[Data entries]
□ □ □ □
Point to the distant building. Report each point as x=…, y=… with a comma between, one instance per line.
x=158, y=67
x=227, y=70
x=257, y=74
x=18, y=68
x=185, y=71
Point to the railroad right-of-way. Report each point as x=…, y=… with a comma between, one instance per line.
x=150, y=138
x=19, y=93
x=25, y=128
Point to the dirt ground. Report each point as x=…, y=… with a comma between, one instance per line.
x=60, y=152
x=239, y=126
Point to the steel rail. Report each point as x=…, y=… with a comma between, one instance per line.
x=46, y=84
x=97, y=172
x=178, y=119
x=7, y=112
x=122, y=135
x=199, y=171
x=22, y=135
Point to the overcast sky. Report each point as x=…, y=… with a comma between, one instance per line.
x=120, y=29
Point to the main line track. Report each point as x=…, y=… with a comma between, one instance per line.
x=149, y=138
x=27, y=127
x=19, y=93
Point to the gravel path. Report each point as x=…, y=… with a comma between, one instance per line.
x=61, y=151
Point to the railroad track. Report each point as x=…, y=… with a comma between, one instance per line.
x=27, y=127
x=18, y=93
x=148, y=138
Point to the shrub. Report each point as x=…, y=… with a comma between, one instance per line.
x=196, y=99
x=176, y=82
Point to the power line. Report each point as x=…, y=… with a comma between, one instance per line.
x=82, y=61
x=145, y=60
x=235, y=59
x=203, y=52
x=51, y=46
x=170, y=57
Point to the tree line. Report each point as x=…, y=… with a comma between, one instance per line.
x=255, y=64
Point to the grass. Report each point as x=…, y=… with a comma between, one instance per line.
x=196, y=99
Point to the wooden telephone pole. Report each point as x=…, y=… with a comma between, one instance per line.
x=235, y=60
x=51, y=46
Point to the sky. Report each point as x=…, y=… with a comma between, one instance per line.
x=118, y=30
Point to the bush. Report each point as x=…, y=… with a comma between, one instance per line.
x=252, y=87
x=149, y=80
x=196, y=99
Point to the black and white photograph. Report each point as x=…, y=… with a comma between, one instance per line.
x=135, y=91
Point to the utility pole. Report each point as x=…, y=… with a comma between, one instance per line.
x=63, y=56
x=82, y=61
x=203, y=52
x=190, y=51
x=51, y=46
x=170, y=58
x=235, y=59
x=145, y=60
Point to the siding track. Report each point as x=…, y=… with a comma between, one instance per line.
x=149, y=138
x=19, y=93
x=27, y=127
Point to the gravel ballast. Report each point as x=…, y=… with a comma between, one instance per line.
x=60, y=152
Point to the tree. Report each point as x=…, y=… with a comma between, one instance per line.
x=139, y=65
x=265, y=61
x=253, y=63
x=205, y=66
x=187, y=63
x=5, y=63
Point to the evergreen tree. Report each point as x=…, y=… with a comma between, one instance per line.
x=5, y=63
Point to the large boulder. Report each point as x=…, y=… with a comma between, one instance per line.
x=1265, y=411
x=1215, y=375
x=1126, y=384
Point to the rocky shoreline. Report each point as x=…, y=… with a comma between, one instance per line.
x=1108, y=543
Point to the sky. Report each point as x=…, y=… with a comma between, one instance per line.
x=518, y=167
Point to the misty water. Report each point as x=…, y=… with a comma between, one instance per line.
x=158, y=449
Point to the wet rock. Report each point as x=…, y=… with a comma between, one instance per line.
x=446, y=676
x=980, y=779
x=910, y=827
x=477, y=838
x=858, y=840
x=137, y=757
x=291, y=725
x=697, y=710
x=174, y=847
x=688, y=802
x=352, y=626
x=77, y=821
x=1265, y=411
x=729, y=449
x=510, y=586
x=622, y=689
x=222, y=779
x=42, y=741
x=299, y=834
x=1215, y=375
□ □ □ □
* Exercise goal: An exact copy of all the records above is needed.

* Written answer:
Point to the distant building. Report each point as x=…, y=… with a comma between, one instance per line.
x=158, y=67
x=227, y=70
x=257, y=74
x=18, y=68
x=185, y=71
Point to the railroad right-of-way. Report each point as x=…, y=… with a comma between, one instance per line.
x=150, y=138
x=19, y=93
x=25, y=128
Point to the dirt ground. Report each point as x=…, y=… with a comma between, one instance per line.
x=60, y=152
x=239, y=126
Point to the steel rail. Report each point as x=…, y=… with a comma between, one instance per line.
x=46, y=84
x=97, y=172
x=178, y=119
x=7, y=112
x=122, y=135
x=199, y=171
x=22, y=135
Point to the overcast sky. Report each point as x=…, y=… with a comma between, one instance per line.
x=120, y=29
Point to the main line track. Report each point as x=…, y=… with a comma between, one instance per line.
x=149, y=138
x=27, y=127
x=19, y=93
Point to the gravel path. Report each point as x=…, y=… with a comma between, one instance per line.
x=61, y=151
Point to the railroad track. Report each point as x=…, y=… with a comma between, one instance per line.
x=27, y=127
x=18, y=93
x=148, y=138
Point to the shrub. Report each point as x=…, y=… with a comma between, one instance per line.
x=196, y=99
x=176, y=82
Point to the power line. Report each point as x=…, y=… with a comma between, one instance per line.
x=82, y=61
x=145, y=60
x=235, y=59
x=203, y=52
x=51, y=46
x=170, y=57
Point to the tree line. Report each point as x=…, y=… with a comma between, one instance per line.
x=255, y=64
Point to the grass. Report each point as x=…, y=… with a comma between, one instance per line.
x=196, y=99
Point to the wooden telephone pole. Report each point as x=…, y=… with a comma between, one instance per line.
x=235, y=60
x=51, y=46
Point to the sky. Report each point as x=…, y=… with a comma between, one instance per line.
x=118, y=30
Point to the bush. Report each point as x=…, y=… with a comma between, one instance per line.
x=252, y=87
x=149, y=80
x=196, y=99
Point to the black and white photograph. Report each point as x=…, y=… with a comma between, one instance per line.
x=135, y=91
Point to the utility pole. Report each point as x=…, y=… with a comma between, one instance per line.
x=63, y=56
x=82, y=61
x=203, y=52
x=190, y=51
x=51, y=46
x=170, y=58
x=235, y=59
x=145, y=60
Point to the siding track. Report each point as x=…, y=… with a comma between, one instance per line.
x=149, y=138
x=19, y=93
x=27, y=127
Point to the gravel ballast. Report each point as x=…, y=… with a comma between, one instance per line.
x=60, y=152
Point to the tree. Report each point as x=…, y=… with a comma between, one instance per line.
x=139, y=65
x=265, y=61
x=253, y=63
x=205, y=66
x=187, y=63
x=5, y=63
Point to the evergreen tree. Report each point as x=…, y=… with a comma between, one instance per line.
x=5, y=63
Point to the large boulder. Report each point as x=…, y=… with a comma between, one instance per line.
x=1265, y=411
x=1215, y=375
x=1126, y=384
Point to the rocky shoreline. Report each point as x=…, y=… with a comma between, one instance per line.
x=1108, y=543
Point to the sky. Report each point as x=…, y=… with a comma between, one instance per line.
x=518, y=167
Point to the misty water. Report each point as x=…, y=… with a comma between, one instance per line.
x=158, y=449
Point to the wet rock. Report each point as x=…, y=… with a comma between, one instance per line.
x=446, y=676
x=980, y=779
x=910, y=827
x=477, y=838
x=858, y=840
x=137, y=757
x=291, y=725
x=697, y=710
x=174, y=847
x=688, y=802
x=352, y=626
x=77, y=821
x=1265, y=411
x=729, y=449
x=510, y=586
x=622, y=689
x=222, y=779
x=42, y=741
x=299, y=834
x=1215, y=375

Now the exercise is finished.